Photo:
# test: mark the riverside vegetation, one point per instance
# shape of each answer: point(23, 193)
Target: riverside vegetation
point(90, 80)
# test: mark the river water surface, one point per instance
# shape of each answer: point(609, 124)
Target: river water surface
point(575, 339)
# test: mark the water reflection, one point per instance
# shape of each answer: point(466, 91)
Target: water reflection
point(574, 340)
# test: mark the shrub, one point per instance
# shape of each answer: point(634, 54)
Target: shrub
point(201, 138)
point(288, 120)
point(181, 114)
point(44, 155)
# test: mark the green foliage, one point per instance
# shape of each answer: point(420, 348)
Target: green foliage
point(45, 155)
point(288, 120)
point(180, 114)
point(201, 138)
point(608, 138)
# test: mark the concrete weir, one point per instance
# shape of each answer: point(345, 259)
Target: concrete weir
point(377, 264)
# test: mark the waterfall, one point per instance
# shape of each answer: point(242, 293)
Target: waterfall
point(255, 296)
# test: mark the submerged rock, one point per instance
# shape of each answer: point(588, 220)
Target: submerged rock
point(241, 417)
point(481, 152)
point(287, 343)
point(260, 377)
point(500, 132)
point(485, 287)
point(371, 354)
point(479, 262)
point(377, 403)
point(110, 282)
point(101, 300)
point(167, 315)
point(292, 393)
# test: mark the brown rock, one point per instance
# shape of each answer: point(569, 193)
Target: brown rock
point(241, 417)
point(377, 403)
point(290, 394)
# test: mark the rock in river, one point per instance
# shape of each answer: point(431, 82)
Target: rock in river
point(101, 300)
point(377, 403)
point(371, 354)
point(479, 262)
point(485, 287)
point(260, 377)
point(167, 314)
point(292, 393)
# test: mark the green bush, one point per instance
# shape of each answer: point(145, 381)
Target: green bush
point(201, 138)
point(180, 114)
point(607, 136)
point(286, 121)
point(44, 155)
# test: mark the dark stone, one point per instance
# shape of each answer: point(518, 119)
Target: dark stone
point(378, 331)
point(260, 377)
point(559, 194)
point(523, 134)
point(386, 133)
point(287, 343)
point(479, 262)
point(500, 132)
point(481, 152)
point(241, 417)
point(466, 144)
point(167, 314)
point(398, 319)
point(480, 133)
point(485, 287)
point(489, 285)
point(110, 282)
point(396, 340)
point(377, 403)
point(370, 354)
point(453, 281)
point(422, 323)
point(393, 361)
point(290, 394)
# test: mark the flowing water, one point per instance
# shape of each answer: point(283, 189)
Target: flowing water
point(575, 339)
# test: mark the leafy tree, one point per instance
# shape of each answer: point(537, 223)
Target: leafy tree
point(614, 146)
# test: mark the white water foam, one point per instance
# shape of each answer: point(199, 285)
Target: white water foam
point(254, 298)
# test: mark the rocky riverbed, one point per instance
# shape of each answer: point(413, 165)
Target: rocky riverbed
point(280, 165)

........

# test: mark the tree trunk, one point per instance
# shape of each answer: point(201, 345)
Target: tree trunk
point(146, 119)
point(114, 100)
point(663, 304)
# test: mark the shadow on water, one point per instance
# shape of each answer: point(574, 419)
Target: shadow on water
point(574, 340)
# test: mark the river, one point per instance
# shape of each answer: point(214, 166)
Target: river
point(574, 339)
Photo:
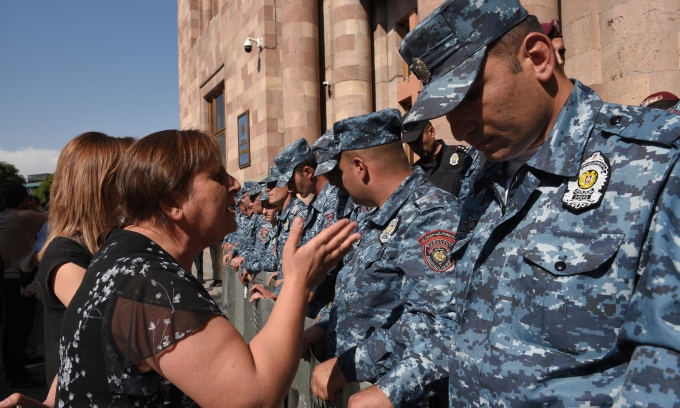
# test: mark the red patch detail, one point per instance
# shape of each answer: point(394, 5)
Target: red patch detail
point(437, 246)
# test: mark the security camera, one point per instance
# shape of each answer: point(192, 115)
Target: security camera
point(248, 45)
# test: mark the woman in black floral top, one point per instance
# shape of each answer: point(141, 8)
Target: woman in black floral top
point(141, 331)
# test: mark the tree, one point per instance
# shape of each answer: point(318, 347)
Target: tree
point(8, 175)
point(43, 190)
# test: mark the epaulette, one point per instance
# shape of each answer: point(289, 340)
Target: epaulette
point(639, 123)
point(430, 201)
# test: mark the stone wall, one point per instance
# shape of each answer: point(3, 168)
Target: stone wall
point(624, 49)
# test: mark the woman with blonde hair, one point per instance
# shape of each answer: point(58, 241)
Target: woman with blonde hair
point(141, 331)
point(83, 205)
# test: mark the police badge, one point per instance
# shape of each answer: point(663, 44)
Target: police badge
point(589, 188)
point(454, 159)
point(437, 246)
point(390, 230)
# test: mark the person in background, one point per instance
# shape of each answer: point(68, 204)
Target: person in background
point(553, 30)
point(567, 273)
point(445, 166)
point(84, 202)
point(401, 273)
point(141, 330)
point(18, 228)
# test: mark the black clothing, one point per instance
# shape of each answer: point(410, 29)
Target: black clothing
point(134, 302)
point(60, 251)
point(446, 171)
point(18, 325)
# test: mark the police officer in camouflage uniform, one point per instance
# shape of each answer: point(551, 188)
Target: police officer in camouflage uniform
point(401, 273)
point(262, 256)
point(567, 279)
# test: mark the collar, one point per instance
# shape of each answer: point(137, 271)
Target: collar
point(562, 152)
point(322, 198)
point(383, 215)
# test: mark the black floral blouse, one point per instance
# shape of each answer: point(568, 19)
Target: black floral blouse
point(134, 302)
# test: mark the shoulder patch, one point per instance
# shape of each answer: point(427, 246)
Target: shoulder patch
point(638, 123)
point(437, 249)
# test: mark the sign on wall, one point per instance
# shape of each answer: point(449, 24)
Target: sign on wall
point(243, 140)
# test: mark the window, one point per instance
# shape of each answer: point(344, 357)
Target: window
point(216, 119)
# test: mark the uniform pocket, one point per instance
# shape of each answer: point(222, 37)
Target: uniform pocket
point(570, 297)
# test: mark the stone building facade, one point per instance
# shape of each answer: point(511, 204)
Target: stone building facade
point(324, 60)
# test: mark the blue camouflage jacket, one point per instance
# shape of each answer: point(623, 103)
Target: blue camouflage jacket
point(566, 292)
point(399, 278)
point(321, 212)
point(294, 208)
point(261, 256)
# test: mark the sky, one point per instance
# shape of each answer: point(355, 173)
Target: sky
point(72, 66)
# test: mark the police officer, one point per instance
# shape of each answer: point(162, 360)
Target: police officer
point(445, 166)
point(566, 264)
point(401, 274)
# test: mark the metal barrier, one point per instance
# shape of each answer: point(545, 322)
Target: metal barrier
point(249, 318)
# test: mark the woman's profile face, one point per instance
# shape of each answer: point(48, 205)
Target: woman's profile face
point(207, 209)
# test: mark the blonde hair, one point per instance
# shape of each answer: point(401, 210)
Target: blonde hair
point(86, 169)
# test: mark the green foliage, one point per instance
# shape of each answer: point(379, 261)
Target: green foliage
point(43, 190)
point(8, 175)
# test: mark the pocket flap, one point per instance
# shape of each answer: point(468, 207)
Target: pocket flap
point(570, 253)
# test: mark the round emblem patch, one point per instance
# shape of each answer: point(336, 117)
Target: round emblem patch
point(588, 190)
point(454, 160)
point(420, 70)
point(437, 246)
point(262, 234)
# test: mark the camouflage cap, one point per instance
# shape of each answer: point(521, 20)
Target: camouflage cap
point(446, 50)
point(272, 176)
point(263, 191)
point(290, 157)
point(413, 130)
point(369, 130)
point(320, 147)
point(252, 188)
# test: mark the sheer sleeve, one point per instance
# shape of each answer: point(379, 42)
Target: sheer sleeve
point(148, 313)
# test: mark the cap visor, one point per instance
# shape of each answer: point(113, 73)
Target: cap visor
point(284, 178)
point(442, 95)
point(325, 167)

........

§ Ihre Aufgabe: Bearbeiten Sie die Zeilen von der Zeile mit „# test: mark the police badge, one“ bis zur Zeile mit „point(390, 230)“, indem Sie „police badge“ durch „police emblem“ ersetzen. Geben Sie diese Zeilen ansonsten unverändert wieder.

§ Lösung:
# test: mark the police emblem, one point per instance
# shape of each answer: point(663, 44)
Target: police emblem
point(589, 188)
point(454, 159)
point(437, 246)
point(390, 230)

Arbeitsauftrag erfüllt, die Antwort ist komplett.